● **What the task requires**
In the article on cancer stem cell metabolism, write out everything from "An insidious enemy" down to "of the question.".

● **Given text**

┌────────

According to a new study published in the journal Cell Metabolism, it might be possible to attack cancer by exploiting its own cellular metabolism rather than by employing drugs to kill cancerous cells directly .
Although breast cancer stem cells (BCSCs) display plasticity transitioning between quiescent mesenchymal-like (M) and proliferative epithelial-like (E) states, how this plasticity is regulated by metabolic or oxidative stress remains poorly understood. Here, we show that M- and E-BCSCs rely on distinct metabolic pathways and display markedly different sensitivities to inhibitors of glycolysis and redox metabolism. Metabolic or oxidative stress generated by 2DG, H2O2, or hypoxia promotes the transition of ROSlo M-BCSCs to a ROShi E-state. This transition is reversed by N-acetylcysteine and mediated by activation of the AMPK-HIF1a axis. Moreover, E-BCSCs exhibit robust NRF2-mediated antioxidant responses, rendering them vulnerable to ROSinduced differentiation and cytotoxicity following suppression of NRF2 or downstream thioredoxin (TXN) and glutathione (GSH) antioxidant pathways. Co-inhibition of glycolysis and TXN and GSH pathways suppresses tumor growth, tumor-initiating potential, and metastasis by eliminating both M- and E-BCSCs. Exploiting metabolic vulnerabilities of distinct BCSC states provides a novel therapeutic approach targeting this critical tumor cell population.
An insidious enemy
Cancer is a tough nut to crack, despite many advances and breakthroughs in research. Targeted therapies often end up causing the cancer to evolve resistance, weeding out cancer cells that are sensitive to the treatment and leaving around mutated cells that are immune to it; without competitors around, they become free to take over. This evolution makes finding a definitive cancer cure exceedingly difficult, and none is as of yet in sight. Additionally, it is not uncommon for cancer to be blasted out of existence from a given body area, for example through chemotherapy or radiotherapy, only to pop right back somewhere else later on; if any of its stem cells survived, the risk of relapse is not out of the question.

└────────

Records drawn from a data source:
┌────────

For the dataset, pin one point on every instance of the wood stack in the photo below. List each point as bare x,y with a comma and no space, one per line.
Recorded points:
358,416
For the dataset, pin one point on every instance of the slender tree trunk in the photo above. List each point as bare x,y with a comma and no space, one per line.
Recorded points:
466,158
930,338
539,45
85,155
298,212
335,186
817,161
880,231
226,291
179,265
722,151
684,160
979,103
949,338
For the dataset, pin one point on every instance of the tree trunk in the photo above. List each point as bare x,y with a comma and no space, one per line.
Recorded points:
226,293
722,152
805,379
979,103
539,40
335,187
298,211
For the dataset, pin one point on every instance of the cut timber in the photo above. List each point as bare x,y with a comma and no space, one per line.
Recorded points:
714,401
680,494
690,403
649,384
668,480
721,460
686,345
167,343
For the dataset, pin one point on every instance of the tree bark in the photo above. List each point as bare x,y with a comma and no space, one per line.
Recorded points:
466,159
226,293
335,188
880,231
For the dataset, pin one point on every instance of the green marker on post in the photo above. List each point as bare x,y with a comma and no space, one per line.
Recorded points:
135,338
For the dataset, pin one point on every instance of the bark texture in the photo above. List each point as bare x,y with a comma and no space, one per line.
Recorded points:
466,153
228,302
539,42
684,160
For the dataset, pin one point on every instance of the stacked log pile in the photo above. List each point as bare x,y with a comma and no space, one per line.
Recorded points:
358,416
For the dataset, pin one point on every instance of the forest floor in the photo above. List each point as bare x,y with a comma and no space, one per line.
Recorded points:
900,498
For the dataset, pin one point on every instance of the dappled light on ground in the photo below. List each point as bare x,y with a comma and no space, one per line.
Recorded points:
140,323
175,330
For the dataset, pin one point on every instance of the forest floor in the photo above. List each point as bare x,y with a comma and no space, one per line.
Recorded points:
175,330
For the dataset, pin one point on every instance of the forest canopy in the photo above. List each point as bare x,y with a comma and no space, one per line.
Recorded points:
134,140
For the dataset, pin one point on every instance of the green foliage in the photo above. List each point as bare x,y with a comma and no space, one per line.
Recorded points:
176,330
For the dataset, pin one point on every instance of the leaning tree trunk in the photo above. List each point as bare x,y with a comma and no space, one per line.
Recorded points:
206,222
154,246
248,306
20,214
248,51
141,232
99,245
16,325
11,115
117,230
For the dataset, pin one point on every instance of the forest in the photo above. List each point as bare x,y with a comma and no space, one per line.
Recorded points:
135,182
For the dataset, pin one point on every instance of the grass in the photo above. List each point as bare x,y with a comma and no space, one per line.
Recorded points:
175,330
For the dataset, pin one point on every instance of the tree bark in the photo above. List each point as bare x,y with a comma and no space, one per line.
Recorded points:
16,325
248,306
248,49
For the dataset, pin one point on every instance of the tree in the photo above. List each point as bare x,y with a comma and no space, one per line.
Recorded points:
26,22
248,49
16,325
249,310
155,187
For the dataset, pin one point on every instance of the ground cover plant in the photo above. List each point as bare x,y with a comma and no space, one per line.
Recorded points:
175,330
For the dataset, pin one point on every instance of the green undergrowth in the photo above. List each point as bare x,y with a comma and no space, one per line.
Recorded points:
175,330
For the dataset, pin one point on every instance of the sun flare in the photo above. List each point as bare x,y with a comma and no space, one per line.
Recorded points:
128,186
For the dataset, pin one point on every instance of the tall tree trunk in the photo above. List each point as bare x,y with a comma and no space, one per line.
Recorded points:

└────────

● **Solved problem**
An insidious enemy
Cancer is a tough nut to crack, despite many advances and breakthroughs in research. Targeted therapies often end up causing the cancer to evolve resistance, weeding out cancer cells that are sensitive to the treatment and leaving around mutated cells that are immune to it; without competitors around, they become free to take over. This evolution makes finding a definitive cancer cure exceedingly difficult, and none is as of yet in sight. Additionally, it is not uncommon for cancer to be blasted out of existence from a given body area, for example through chemotherapy or radiotherapy, only to pop right back somewhere else later on; if any of its stem cells survived, the risk of relapse is not out of the question.